Иван Толстой: Хорошо, тогда продолжу свое путешествие по поднебесной. Библиотека Конгресса открыла архив Владимира Набокова. Писатель, как известно, 50 лет назад, в 1959 году, уезжая навсегда из Америки в Европу, хотя ему казалось, что он едет только во временное путешествие, отдал первую часть документов из своего архива библиотеке и поставил условие, что документы эти не могут быть доступны кому бы то ни было раньше, чем 23 июня 2009 года. И вот, когда минул этот срок, на следующий день, 24 июня, был выставлен на всеобщее обозрение набоковский архив. Сейчас в него может проникнуть каждый желающий, а прежде нужно было, чтобы познакомиться с некоторыми рукописями замечательного писателя, письменное индивидуальное разрешение наследника, сына писателя Дмитрия Владимировича. Но, надо сказать, что архив Набокова может обрадовать не каждого исследователя. Конечно, там есть неопубликованные письма, целый ряд пометок на рукописях знаменитых набоковских книг, но, в принципе, за те 30 с лишним лет, которые прошли со дня смерти Владимира Владимировича, самое главное все-таки было напечатано.


Андрей Гаврилов: Позволю себе добавить одну фразу к набоковской теме. Если мне не изменяет память, Иван, не так давно в России был издан внушительный том драматургических произведений Набокова, где было собрано практически все, если не ошибаюсь, за исключением сценария к фильму “Лолита” режиссера Стэнли Кубрика. Я хочу только добавить, что в архиве, который теперь открыт, немало документов, которые связаны именно с работой Набокова над этим сценарием и, может быть, когда этот единственный драматургический фрагмент наследия Набокова все-таки будет доступен и российскому читателю, может быть, он будет дополнен и вот этими, доныне неизвестными материалами.

Иван Толстой: А теперь мы перейдем к эссе Бориса Парамонова, которое теперь названо “Что противопоставить Вавилонской башне”?

Задание → Сократите абзац из текста об архиве Набокова, начинающийся словами «Хорошо, тогда продолжу свое путешествие», и оформите его в виде списка с сохранением основных фактов. Строки, приведённые после текста, для работы не понадобятся.

Исходные данные →
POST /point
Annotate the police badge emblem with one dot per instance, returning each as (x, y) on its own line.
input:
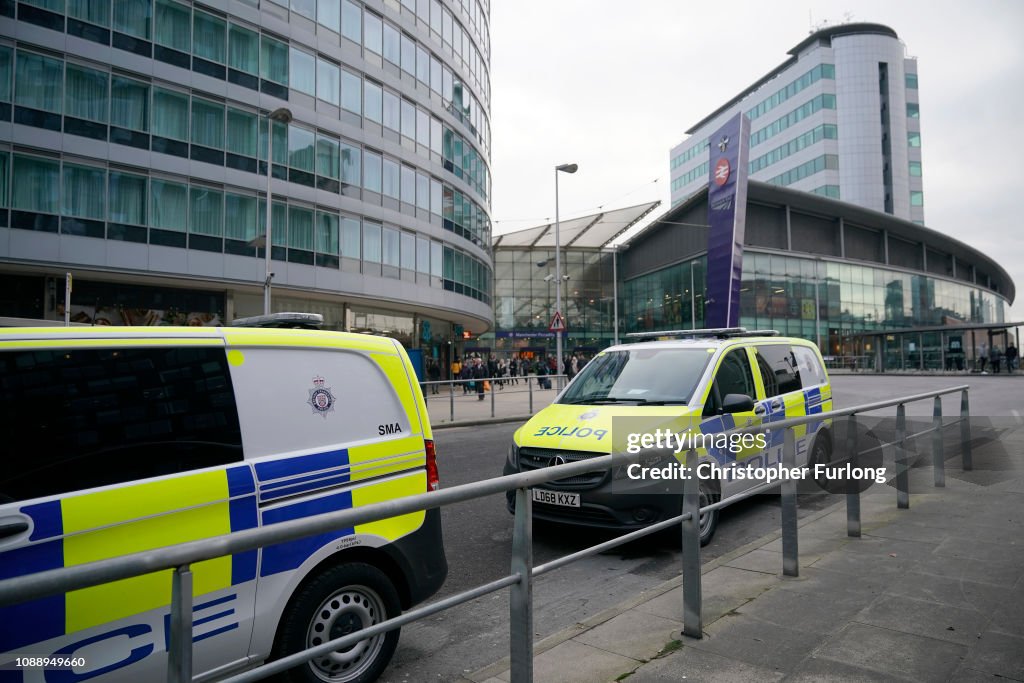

Ответ →
- В 1959 году, уезжая из Америки в Европу, Набоков отдал Библиотеке Конгресса первую часть своего архива. Он поставил условие, что документы никому не будут доступны раньше 23 июня 2009 года.
- На следующий день после этого срока, 24 июня, архив открыли для всех желающих.
- Раньше для знакомства с некоторыми рукописями требовалось письменное разрешение сына писателя, Дмитрия Владимировича.
- В архиве есть неопубликованные письма и пометки на рукописях знаменитых книг. Однако за 30 с лишним лет после смерти писателя самое главное уже напечатано, поэтому архив обрадует не каждого исследователя.